Passage for review:
----------------
Why Africa’s strict visa requirements are bad for the economy
“Africa is one of the regions in the world with the highest visa requirements. Visa restrictions imply missed economic opportunities for intra-regional trade and for the local service economy such as tourism, cross-country medical services or education.”
So said Professor Mthuli Ncube, chief economist and vice-president of the African Development Bank (AfDB), yesterday during a panel discussion at the AfDB annual meetings in Marrakech, Morocco.
Ncube underlined that “the movement of talent and people is at the core of regional integration… Twenty-five per cent of all trade in Africa is informal; it is the strongest in West Africa. If there were no visa requirements, informal sector trading would boom.”
Dr Ibrahim Bocar Ba, commissioner of macroeconomic policy at the Economic Community of West African States (ECOWAS), said that Africans mainly migrate to other African countries. In the ECOWAS region more than 80% of all migration is intra-regional. Nonetheless, Africans need visas to go to 80% of African countries. These restrictions are higher for Africans traveling within Africa than for Europeans and North Americans.
Razia Khan, who is head of research in Africa for Standard Chartered Bank, introduced herself rather as a citizen of an African country, traveling extensively within Africa – who often measures the time that it takes to get visas against the amount of economic research that could have been developed.
----------------
Data under study:

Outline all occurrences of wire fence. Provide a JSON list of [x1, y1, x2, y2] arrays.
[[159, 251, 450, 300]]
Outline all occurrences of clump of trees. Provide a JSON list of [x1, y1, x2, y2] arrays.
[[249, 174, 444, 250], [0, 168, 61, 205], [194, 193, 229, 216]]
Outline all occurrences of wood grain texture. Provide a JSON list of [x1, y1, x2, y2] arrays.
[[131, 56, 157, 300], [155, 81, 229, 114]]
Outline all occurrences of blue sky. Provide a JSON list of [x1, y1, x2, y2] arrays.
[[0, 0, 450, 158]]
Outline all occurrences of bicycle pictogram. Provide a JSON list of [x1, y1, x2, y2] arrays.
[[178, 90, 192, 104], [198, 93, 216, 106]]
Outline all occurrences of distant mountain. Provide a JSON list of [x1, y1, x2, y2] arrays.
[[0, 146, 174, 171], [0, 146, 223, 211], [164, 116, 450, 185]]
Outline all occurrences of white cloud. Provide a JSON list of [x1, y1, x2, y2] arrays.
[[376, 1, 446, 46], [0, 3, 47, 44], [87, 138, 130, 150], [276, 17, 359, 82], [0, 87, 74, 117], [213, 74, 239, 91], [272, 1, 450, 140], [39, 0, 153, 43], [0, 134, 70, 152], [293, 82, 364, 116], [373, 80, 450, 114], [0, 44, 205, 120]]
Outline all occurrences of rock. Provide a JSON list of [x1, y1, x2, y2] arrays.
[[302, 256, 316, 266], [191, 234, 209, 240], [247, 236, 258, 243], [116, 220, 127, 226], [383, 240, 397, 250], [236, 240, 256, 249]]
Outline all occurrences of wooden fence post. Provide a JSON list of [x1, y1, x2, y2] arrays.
----------------
Task directions: Resume the article on Africa's visa requirements, picking up after its final sentence about Razia Khan.

Exercise answer:
Leonard Rugwabiza, a director at the ministry of finance and economic planning in Rwanda, shared the lessons of Rwanda, which has moved to biometrix border management, low restrictions on transfer of services in engineering and legal services as well as visas on arrival for all African citizens since the start of this year. Rwanda, with a limited number of embassies abroad, has also introduced e-visas in order to reduce the costs and time constraints of people in obtaining visas.
He confirms that “since we opened our borders, tourism from African countries has increased by 24%.” Furthermore, “trade actually shifted from being oriented to Europe and North America, and is now oriented to neighbouring countries. Trade with neighbouring countries increased by 50% last year, and trade with neighbouring Democratic Republic of Congo rose by 73%”.
Abdul Awl, board member of Dahabshil Group, concluded that: “The private sector is the engine of growth, and we all talk about improving the climate for business sector. Visas are a major barrier, and pose restrictions on doing business.”